--- WHAT YOU WILL DO ---
Retype each entry below, keeping every character the same.

Region pointing data:
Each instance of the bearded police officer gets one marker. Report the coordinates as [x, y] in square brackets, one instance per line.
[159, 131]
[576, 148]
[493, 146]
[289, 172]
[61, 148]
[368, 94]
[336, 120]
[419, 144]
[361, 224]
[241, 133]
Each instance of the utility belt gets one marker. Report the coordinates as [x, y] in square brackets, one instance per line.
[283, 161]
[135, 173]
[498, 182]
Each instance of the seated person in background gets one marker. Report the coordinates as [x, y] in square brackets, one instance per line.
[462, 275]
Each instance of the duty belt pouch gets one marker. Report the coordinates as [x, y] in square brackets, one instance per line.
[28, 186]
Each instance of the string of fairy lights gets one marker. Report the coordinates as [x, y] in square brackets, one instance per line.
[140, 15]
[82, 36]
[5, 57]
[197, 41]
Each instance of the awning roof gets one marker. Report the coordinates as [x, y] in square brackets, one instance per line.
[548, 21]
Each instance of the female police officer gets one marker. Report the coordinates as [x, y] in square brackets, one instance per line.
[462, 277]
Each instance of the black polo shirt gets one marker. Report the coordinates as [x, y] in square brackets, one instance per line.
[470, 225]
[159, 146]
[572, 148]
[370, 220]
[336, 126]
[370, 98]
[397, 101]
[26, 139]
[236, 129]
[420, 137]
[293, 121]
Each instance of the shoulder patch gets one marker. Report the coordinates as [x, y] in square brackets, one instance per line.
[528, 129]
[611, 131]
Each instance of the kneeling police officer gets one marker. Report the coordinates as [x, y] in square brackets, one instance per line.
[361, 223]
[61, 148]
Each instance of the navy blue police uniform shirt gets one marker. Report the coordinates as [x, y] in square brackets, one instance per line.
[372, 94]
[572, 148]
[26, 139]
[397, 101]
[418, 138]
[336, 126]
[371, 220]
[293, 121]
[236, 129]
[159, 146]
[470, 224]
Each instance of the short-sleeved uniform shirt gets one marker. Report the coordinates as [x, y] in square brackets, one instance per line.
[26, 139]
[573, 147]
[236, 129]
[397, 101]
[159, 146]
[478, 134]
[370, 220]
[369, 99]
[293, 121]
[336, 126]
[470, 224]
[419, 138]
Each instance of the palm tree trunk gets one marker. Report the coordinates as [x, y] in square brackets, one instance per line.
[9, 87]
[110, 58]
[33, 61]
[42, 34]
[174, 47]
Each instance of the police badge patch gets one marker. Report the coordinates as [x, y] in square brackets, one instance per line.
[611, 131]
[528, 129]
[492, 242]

--- SOLUTION TO THIS EXERCISE ---
Each instance of the bearded police officer gets one marker. Report the coordinates as [x, y] in square brackets, one instance per line.
[159, 131]
[576, 148]
[493, 146]
[289, 172]
[61, 148]
[368, 94]
[336, 120]
[419, 144]
[361, 224]
[241, 133]
Each instance of the utility belt gets one marker. Report the coordinates as [x, y] in square brackets, one instance per line.
[283, 161]
[135, 173]
[498, 182]
Each instance of the seated person in background gets one marker. Report the coordinates as [x, y] in square brackets, one instance per line.
[462, 275]
Each instance of the duty belt pouch gets one marker. Report the coordinates as [x, y] in square brackets, one instance per line.
[28, 186]
Each instance of the string of fairy lights gets one marker. Report the coordinates as [x, y] in square brackets, one instance per line.
[140, 15]
[82, 36]
[5, 57]
[197, 41]
Each instance of the awning roof gets one marker. Report the coordinates as [x, y] in square brackets, one instance per line.
[548, 21]
Each instance of the female police officer gets one marker. Report the coordinates as [x, y] in square brackets, one instance per line.
[462, 277]
Each instance of the black polo shirt gets one marker. Report the coordinates as [x, y] in square brackets, one instance per line.
[470, 225]
[159, 146]
[572, 148]
[370, 220]
[336, 126]
[370, 98]
[397, 101]
[26, 139]
[236, 129]
[420, 137]
[293, 121]
Each instance of the shoulder patch gets one marker. Report the coordinates as [x, y] in square brackets, one instance per line.
[528, 129]
[611, 131]
Each instance of the kneeling police officer gets one marker. Report the coordinates as [x, y] in square brackets, one instance per line.
[361, 223]
[61, 148]
Each instance of the navy blue police uniform shirt gets one marker. Report the coordinates as [x, y] in square brackets, one instance per line.
[372, 94]
[572, 148]
[26, 139]
[397, 101]
[418, 138]
[336, 126]
[371, 220]
[293, 121]
[236, 129]
[159, 146]
[470, 224]
Each instance of the short-sleeved uniform shirt gets one marker. Report the coordinates as [x, y] in square brackets, one instance per line.
[26, 139]
[573, 147]
[236, 129]
[397, 101]
[159, 146]
[478, 134]
[370, 220]
[369, 99]
[293, 121]
[336, 126]
[470, 224]
[419, 138]
Each instance of the palm tree trunk gets one marker. Report the coordinates as [x, y] in square brackets, one instance per line.
[9, 87]
[110, 58]
[33, 61]
[42, 34]
[174, 47]
Each instance of the police badge patch gets one marker. Report the coordinates as [x, y] in square brackets, one instance per line.
[611, 131]
[528, 129]
[492, 242]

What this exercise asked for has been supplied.